The listing below is to be output in its exact form.

◇ ◇ ◇ ◇

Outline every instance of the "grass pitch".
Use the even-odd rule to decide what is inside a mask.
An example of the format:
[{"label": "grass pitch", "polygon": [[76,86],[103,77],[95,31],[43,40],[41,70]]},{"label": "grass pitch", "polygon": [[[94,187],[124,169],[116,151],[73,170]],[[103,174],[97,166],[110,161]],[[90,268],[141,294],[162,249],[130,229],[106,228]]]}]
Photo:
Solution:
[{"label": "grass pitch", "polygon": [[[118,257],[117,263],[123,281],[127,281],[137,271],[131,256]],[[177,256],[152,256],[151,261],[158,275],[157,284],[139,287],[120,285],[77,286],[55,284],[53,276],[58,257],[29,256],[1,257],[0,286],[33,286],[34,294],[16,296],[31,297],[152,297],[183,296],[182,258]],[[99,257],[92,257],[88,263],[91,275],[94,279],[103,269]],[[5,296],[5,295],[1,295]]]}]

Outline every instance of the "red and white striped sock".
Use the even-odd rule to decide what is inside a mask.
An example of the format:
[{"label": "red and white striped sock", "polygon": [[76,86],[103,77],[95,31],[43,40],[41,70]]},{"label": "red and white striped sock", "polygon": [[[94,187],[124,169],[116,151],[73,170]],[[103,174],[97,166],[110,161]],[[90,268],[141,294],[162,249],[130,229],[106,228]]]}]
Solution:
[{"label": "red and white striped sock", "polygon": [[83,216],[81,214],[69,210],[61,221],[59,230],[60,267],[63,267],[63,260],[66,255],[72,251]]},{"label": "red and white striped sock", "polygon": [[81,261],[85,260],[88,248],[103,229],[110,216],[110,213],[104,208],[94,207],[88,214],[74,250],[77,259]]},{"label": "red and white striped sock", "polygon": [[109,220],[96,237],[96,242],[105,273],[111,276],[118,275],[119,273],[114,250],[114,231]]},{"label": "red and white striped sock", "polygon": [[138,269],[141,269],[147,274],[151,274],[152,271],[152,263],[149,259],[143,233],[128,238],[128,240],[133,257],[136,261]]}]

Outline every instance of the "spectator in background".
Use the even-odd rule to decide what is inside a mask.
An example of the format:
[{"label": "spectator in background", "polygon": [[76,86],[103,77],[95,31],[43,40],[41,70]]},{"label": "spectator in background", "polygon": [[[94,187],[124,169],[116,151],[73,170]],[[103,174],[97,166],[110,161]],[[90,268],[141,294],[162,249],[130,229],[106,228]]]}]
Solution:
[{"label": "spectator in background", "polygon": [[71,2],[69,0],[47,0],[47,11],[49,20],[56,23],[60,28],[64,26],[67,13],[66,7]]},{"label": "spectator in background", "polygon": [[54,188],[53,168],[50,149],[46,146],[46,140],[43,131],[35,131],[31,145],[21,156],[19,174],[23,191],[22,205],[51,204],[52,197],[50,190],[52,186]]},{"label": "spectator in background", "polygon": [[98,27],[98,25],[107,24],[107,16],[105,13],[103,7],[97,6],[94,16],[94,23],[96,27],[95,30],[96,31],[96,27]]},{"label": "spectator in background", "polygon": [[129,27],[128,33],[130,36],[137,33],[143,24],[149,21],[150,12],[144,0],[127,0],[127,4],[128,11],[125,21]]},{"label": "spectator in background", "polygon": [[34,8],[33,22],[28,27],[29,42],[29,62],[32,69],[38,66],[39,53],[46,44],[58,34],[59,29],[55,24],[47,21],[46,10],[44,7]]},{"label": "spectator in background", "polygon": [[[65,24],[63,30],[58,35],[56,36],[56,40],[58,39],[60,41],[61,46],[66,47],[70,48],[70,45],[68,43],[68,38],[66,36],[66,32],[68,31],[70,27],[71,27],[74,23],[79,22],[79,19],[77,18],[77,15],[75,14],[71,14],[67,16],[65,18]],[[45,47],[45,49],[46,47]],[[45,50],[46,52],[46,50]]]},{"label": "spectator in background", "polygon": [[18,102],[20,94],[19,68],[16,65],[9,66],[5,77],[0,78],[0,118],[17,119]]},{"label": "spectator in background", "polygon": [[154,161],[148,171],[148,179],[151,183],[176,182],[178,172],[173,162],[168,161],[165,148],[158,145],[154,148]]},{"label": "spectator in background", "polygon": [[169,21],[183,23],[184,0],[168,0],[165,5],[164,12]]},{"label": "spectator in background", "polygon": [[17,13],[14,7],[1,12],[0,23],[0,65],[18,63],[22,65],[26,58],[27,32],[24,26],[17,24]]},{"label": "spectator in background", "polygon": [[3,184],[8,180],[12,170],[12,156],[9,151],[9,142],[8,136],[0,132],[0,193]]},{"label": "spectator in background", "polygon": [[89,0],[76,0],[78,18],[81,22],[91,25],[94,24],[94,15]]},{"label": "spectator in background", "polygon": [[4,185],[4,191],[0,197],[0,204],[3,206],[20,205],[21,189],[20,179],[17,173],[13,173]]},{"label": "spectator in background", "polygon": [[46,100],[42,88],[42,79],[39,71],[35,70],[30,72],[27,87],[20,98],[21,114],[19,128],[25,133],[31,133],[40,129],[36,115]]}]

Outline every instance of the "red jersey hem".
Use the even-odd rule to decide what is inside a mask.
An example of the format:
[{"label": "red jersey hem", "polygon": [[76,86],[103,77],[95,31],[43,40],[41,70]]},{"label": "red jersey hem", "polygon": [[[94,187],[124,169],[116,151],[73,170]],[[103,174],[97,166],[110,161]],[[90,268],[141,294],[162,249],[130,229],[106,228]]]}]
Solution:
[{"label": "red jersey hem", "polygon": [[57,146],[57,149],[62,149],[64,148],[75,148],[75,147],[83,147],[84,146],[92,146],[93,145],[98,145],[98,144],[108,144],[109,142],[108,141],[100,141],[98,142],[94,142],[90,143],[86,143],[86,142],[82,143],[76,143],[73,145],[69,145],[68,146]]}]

◇ ◇ ◇ ◇

→ **SOLUTION TO THIS TASK**:
Outline every instance of the "grass pitch".
Use the even-odd rule to decide what is inside a mask.
An example of the format:
[{"label": "grass pitch", "polygon": [[76,86],[103,77],[95,31],[43,40],[41,70]]},{"label": "grass pitch", "polygon": [[[94,187],[124,169],[116,151],[73,170]],[[103,174],[97,166],[110,161]],[[90,268],[141,294],[162,249],[130,229],[106,228]]]}]
Photo:
Solution:
[{"label": "grass pitch", "polygon": [[[118,257],[117,263],[123,281],[127,281],[137,271],[131,256]],[[177,256],[152,256],[151,261],[158,275],[157,284],[139,287],[120,285],[77,286],[55,284],[53,276],[58,257],[29,256],[1,257],[0,286],[33,286],[34,294],[16,296],[31,297],[152,297],[183,296],[182,258]],[[99,257],[92,257],[88,263],[91,275],[94,279],[103,269]],[[5,296],[5,295],[1,295]]]}]

Outline every instance of the "red and white striped sock".
Use the even-odd rule to decide what is inside a mask.
An example of the format:
[{"label": "red and white striped sock", "polygon": [[76,86],[103,77],[95,31],[43,40],[41,70]]},{"label": "red and white striped sock", "polygon": [[[94,187],[124,169],[116,151],[73,170]],[[103,174],[97,166],[110,161]],[[90,268],[141,294],[162,249],[130,229],[106,228]]]}]
Solution:
[{"label": "red and white striped sock", "polygon": [[83,216],[81,214],[69,210],[61,221],[59,230],[60,267],[63,267],[63,260],[66,255],[72,251]]},{"label": "red and white striped sock", "polygon": [[81,261],[85,260],[88,248],[103,229],[110,216],[110,213],[104,208],[94,207],[88,214],[74,250],[77,259]]},{"label": "red and white striped sock", "polygon": [[109,220],[96,237],[96,242],[105,273],[111,276],[118,275],[119,273],[114,250],[114,231]]},{"label": "red and white striped sock", "polygon": [[138,269],[141,269],[147,274],[151,274],[152,271],[152,263],[149,259],[143,233],[128,238],[128,240],[133,257],[136,261]]}]

Outline every instance of the "spectator in background".
Use the even-odd rule to decide what is inside a mask.
An example of the format:
[{"label": "spectator in background", "polygon": [[76,86],[103,77],[95,31],[43,40],[41,70]]},{"label": "spectator in background", "polygon": [[[94,187],[124,169],[116,151],[73,170]],[[103,174],[97,166],[110,161]],[[90,268],[141,294],[162,249],[130,229],[106,228]]]}]
Solution:
[{"label": "spectator in background", "polygon": [[71,2],[69,0],[47,0],[47,11],[49,20],[56,23],[60,28],[64,26],[67,13],[66,7]]},{"label": "spectator in background", "polygon": [[54,188],[53,168],[50,149],[46,146],[46,140],[43,131],[35,131],[31,145],[21,156],[19,174],[23,191],[22,205],[51,204],[52,197],[50,190],[52,186]]},{"label": "spectator in background", "polygon": [[98,27],[98,25],[107,24],[107,16],[105,13],[103,7],[97,6],[94,16],[94,23],[96,27],[95,30],[96,31],[96,27]]},{"label": "spectator in background", "polygon": [[129,27],[128,33],[130,36],[137,33],[143,24],[149,21],[150,12],[144,0],[127,0],[127,4],[128,11],[125,21]]},{"label": "spectator in background", "polygon": [[34,8],[33,22],[28,27],[29,42],[29,62],[32,69],[38,66],[39,53],[46,44],[58,34],[59,29],[55,24],[47,21],[46,10],[44,7]]},{"label": "spectator in background", "polygon": [[[65,24],[63,30],[58,35],[56,36],[56,40],[58,39],[60,41],[61,46],[66,47],[70,48],[70,45],[68,43],[68,38],[66,36],[66,32],[68,31],[70,27],[71,27],[74,23],[79,22],[79,19],[77,18],[77,15],[75,14],[71,14],[67,16],[65,18]],[[45,47],[45,49],[46,47]],[[45,50],[46,52],[46,50]]]},{"label": "spectator in background", "polygon": [[18,102],[20,94],[19,68],[16,65],[9,66],[5,77],[0,78],[0,118],[17,119]]},{"label": "spectator in background", "polygon": [[154,161],[148,171],[148,179],[151,183],[176,182],[178,172],[173,162],[168,161],[165,148],[158,145],[154,148]]},{"label": "spectator in background", "polygon": [[169,21],[183,23],[184,0],[168,0],[165,5],[164,12]]},{"label": "spectator in background", "polygon": [[17,13],[14,7],[1,12],[0,23],[0,65],[18,63],[22,65],[26,58],[27,32],[24,26],[17,24]]},{"label": "spectator in background", "polygon": [[3,184],[8,180],[12,170],[12,156],[9,151],[9,142],[8,136],[0,132],[0,193]]},{"label": "spectator in background", "polygon": [[89,0],[76,0],[78,18],[81,22],[91,25],[94,24],[94,15]]},{"label": "spectator in background", "polygon": [[4,185],[4,191],[0,197],[0,204],[3,206],[20,205],[21,189],[20,179],[17,173],[13,173]]},{"label": "spectator in background", "polygon": [[46,100],[42,88],[42,79],[39,71],[35,70],[30,72],[27,87],[20,98],[21,114],[19,128],[25,133],[31,133],[40,129],[36,115]]}]

Outline every instance of the "red jersey hem".
Use the even-odd rule to decide what is inside a mask.
An example of the format:
[{"label": "red jersey hem", "polygon": [[76,86],[103,77],[95,31],[43,40],[41,70]]},{"label": "red jersey hem", "polygon": [[[94,187],[124,169],[116,151],[73,170]],[[103,174],[97,166],[110,161]],[[90,268],[141,294],[162,249],[130,229],[106,228]]]}]
Solution:
[{"label": "red jersey hem", "polygon": [[57,146],[57,149],[62,149],[64,148],[75,148],[75,147],[83,147],[84,146],[92,146],[93,145],[98,145],[98,144],[108,144],[109,142],[108,141],[100,141],[98,142],[94,142],[90,143],[86,143],[86,142],[82,143],[76,143],[73,145],[69,145],[68,146]]}]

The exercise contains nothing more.